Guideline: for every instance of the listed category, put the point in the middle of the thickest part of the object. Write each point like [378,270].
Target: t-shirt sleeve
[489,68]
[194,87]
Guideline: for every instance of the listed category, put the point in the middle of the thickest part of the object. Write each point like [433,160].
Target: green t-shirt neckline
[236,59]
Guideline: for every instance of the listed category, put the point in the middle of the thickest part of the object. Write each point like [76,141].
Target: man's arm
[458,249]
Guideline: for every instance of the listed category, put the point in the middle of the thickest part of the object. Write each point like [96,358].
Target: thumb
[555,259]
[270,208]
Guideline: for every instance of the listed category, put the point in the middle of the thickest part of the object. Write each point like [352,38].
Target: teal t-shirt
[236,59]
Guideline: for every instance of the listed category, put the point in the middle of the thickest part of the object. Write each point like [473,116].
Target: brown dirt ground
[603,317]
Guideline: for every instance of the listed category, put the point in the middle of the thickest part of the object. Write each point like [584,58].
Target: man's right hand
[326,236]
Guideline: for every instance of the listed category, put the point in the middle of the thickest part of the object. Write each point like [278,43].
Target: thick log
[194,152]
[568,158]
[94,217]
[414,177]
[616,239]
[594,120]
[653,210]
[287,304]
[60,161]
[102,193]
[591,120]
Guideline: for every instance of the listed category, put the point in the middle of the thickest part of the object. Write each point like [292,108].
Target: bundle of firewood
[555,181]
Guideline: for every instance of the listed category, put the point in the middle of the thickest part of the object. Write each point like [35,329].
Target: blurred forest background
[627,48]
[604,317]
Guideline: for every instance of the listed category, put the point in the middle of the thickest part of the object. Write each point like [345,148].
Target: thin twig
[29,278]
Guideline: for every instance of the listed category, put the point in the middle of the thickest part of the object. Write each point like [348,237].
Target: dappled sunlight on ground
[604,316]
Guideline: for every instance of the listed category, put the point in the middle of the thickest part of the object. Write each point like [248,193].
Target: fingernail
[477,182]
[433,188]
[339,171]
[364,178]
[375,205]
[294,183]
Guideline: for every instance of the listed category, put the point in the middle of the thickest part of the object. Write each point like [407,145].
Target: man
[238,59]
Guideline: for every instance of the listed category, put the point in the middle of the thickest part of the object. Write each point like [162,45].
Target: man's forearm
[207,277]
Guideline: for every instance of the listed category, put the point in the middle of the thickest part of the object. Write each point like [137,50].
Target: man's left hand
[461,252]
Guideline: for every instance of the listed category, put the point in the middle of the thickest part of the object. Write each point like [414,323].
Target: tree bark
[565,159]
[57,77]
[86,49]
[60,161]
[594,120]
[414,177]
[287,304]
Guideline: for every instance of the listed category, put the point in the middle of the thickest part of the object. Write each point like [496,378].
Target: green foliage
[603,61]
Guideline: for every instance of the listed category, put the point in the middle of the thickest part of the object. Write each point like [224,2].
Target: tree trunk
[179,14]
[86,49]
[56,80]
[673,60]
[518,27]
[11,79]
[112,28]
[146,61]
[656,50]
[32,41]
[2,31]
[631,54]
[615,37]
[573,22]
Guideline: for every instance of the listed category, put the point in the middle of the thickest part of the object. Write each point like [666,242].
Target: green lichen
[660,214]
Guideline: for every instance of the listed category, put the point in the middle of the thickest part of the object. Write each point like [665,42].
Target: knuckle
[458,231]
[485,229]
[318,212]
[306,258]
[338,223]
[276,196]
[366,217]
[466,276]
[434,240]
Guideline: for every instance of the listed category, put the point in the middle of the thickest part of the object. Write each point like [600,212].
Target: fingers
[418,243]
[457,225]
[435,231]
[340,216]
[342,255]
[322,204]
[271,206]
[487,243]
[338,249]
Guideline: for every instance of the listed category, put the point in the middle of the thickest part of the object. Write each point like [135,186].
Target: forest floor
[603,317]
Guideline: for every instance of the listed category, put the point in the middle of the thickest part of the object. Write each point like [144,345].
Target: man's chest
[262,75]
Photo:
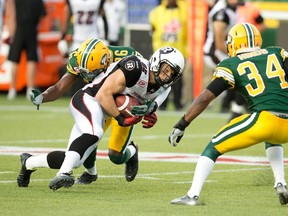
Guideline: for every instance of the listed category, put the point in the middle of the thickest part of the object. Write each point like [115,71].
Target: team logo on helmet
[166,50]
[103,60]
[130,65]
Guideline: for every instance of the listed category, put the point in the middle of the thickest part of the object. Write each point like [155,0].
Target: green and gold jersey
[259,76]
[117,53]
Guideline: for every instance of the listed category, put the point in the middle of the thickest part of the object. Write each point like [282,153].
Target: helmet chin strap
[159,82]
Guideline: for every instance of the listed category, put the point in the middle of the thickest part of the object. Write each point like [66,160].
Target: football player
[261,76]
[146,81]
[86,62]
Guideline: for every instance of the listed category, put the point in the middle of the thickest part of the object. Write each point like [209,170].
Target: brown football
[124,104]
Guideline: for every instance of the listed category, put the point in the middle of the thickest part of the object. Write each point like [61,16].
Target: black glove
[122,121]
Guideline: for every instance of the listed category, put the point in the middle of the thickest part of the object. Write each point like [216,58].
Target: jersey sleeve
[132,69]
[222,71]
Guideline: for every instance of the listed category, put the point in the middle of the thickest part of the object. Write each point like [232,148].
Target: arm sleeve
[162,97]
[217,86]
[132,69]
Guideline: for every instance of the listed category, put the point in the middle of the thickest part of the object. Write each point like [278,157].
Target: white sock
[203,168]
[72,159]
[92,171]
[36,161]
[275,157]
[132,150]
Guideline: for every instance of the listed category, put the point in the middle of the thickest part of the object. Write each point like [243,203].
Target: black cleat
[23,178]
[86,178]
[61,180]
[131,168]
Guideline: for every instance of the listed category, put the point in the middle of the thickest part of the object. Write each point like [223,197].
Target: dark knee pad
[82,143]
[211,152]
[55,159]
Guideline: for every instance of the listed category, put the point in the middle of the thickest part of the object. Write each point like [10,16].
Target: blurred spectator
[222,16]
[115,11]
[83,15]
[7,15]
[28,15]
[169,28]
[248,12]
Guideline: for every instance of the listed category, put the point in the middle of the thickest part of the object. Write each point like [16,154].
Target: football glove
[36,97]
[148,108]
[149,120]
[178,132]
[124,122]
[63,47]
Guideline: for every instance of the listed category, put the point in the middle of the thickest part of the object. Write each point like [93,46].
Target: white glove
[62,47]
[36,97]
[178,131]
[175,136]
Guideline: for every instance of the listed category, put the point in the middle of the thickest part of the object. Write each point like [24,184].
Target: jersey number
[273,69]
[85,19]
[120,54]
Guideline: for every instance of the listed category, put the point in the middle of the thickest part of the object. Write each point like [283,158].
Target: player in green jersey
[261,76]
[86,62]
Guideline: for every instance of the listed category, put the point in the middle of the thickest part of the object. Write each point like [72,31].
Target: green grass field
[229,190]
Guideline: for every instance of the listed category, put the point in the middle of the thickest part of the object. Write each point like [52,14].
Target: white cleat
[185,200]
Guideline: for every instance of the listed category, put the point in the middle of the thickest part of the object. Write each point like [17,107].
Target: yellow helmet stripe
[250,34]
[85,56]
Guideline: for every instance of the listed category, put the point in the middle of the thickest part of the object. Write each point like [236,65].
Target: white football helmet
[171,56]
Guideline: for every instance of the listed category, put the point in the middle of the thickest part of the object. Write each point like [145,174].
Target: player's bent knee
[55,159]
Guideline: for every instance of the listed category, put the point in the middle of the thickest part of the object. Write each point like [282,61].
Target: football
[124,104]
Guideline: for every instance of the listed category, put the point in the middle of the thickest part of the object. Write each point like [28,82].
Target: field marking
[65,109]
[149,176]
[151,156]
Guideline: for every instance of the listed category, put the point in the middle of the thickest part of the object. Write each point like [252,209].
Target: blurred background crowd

■ ■ ■

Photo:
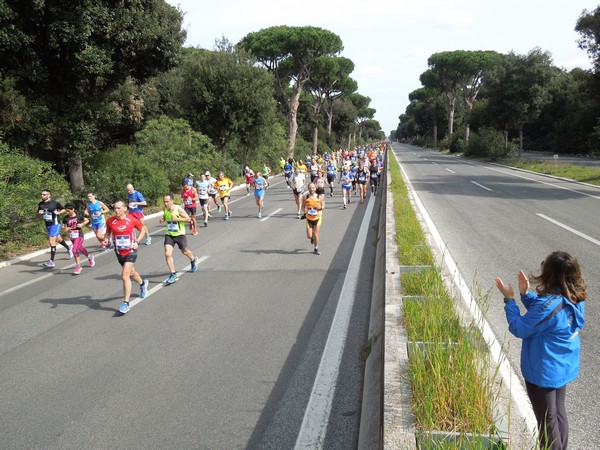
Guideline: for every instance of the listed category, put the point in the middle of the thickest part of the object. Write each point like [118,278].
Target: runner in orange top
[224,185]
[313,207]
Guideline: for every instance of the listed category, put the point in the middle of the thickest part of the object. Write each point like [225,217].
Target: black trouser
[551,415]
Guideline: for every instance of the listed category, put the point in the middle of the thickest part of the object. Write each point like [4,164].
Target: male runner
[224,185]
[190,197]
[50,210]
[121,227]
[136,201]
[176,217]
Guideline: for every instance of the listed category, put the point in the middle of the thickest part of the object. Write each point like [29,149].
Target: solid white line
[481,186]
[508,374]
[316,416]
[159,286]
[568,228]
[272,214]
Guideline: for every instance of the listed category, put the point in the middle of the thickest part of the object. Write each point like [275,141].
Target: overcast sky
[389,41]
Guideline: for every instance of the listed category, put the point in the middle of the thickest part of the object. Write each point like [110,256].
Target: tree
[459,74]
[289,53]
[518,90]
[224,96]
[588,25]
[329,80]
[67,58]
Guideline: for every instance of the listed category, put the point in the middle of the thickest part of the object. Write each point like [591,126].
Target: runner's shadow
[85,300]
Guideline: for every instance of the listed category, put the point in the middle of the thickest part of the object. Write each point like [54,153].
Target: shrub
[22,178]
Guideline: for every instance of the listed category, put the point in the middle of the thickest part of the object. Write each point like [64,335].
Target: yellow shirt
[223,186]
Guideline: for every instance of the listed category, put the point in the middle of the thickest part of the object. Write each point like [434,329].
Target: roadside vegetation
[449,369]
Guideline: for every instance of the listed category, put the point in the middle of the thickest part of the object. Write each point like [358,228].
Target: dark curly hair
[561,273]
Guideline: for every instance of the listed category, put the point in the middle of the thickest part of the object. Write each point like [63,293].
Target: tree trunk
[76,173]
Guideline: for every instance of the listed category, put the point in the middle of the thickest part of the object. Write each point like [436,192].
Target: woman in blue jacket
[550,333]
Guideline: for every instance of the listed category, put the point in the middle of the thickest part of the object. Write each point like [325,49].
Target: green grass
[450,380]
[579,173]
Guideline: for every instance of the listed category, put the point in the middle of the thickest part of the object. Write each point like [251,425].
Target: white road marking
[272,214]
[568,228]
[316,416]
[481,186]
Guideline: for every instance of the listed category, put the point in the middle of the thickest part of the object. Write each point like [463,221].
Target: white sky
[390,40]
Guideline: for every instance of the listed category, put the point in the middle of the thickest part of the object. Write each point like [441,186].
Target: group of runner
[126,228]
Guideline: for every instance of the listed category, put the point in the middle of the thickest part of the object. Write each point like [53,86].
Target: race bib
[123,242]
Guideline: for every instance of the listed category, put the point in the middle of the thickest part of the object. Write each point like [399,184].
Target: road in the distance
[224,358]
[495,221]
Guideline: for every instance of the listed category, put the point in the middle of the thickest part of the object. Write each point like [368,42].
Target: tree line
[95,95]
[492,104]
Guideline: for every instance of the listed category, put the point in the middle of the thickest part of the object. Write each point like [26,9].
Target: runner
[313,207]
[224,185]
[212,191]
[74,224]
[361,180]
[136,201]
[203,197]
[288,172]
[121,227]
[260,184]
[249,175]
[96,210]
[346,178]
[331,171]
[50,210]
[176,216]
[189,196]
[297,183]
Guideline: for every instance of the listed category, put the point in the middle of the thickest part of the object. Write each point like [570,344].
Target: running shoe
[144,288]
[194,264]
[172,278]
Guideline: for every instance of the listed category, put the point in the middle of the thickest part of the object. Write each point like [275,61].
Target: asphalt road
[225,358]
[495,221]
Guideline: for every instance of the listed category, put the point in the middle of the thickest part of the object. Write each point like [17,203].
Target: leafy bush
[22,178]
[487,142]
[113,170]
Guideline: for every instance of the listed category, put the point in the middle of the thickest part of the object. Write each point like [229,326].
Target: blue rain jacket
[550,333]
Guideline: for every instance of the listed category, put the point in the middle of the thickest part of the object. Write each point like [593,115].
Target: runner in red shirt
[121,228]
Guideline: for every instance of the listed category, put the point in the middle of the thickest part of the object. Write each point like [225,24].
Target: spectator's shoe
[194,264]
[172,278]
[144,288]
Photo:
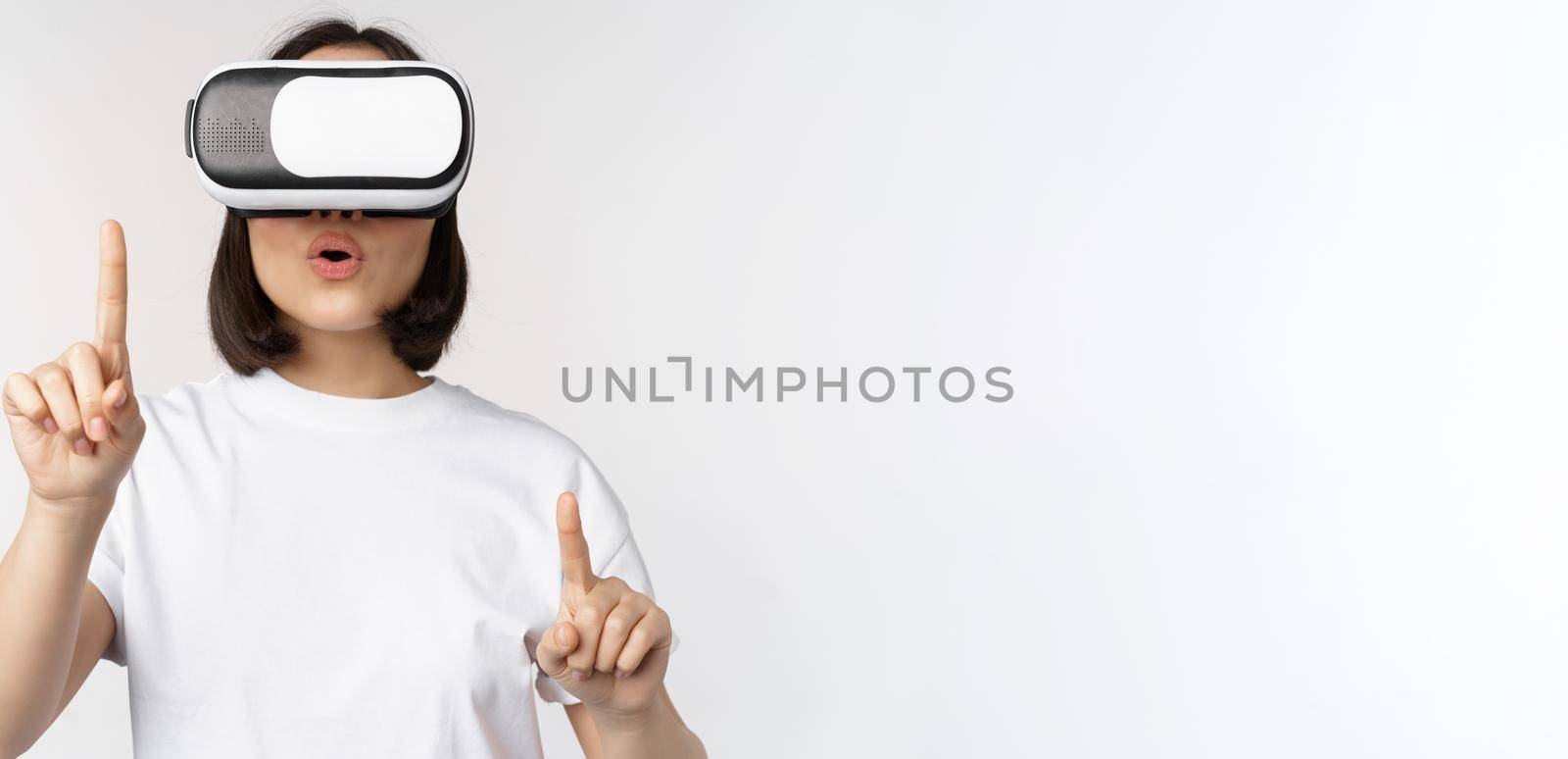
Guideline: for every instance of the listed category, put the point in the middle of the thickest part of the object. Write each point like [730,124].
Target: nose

■ ■ ■

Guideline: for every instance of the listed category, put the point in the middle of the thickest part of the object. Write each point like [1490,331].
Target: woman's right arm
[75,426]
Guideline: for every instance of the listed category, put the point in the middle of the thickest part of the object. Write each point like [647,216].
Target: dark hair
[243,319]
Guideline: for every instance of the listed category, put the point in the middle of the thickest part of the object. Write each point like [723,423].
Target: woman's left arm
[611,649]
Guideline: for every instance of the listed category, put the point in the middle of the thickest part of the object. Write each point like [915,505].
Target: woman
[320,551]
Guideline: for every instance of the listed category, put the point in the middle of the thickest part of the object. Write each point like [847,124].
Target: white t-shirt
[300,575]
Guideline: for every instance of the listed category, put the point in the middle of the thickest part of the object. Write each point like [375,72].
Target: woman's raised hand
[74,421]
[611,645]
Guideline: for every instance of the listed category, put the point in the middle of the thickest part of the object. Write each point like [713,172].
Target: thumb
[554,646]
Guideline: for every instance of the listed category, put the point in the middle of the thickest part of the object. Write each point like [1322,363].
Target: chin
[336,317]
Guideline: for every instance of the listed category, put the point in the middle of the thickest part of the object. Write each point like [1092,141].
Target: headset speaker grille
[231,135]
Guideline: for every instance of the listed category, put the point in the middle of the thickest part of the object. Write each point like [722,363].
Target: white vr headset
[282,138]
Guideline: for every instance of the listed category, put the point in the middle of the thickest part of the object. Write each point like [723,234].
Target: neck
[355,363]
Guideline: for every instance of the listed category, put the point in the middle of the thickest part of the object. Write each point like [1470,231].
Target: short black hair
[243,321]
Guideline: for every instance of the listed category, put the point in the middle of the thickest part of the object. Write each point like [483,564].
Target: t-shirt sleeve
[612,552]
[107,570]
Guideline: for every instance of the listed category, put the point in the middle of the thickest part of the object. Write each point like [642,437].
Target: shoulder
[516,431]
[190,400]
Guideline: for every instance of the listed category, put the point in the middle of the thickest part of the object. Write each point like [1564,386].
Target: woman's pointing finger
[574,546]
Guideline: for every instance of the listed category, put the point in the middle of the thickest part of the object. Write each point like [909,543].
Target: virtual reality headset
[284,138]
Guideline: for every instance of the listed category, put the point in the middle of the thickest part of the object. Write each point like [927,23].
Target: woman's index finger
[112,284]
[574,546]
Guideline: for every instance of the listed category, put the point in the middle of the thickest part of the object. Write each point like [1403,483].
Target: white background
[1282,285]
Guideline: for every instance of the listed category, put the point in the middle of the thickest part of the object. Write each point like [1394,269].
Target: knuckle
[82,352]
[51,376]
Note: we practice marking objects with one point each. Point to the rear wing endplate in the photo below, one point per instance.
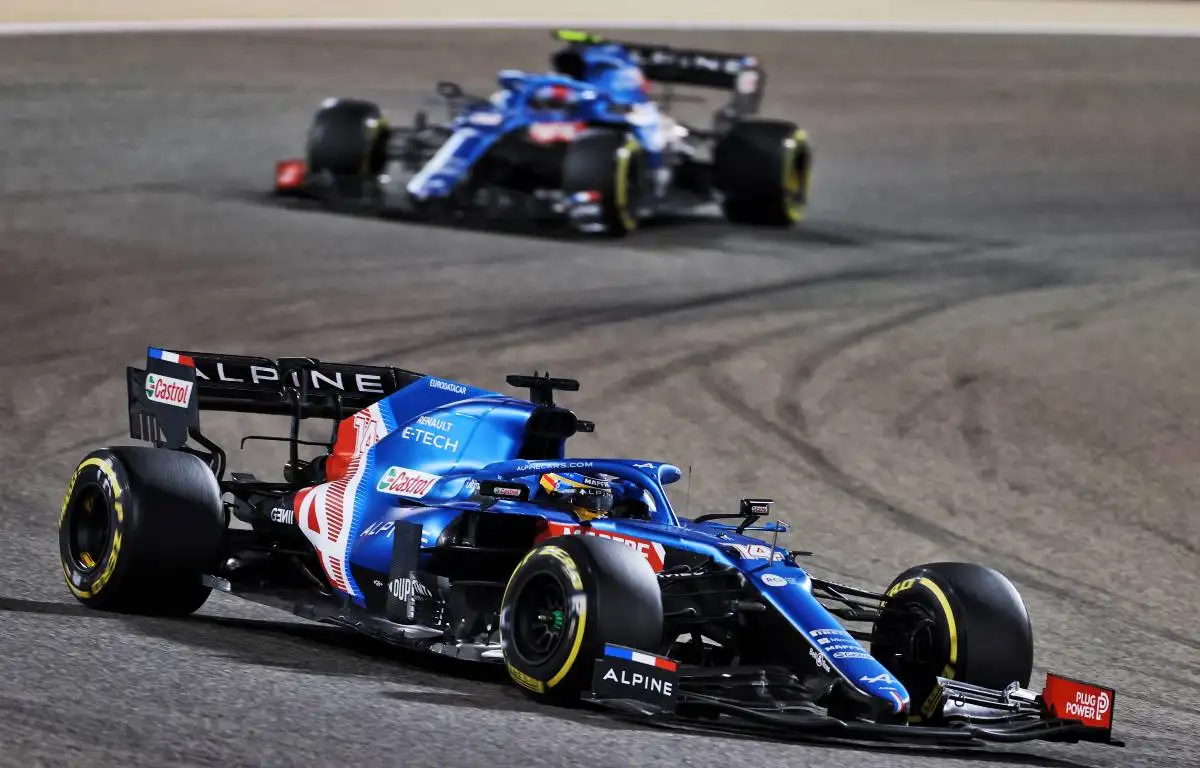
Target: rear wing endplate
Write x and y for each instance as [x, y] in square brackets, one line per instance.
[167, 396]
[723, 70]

■ ■ ■

- Task description -
From the listing, copy each line containing the word "endplate".

- Exercise solution -
Note: we practice marking objects with one point each. Point to the rear wing endplate in the photo below, one point per instance.
Target: rear wing endplate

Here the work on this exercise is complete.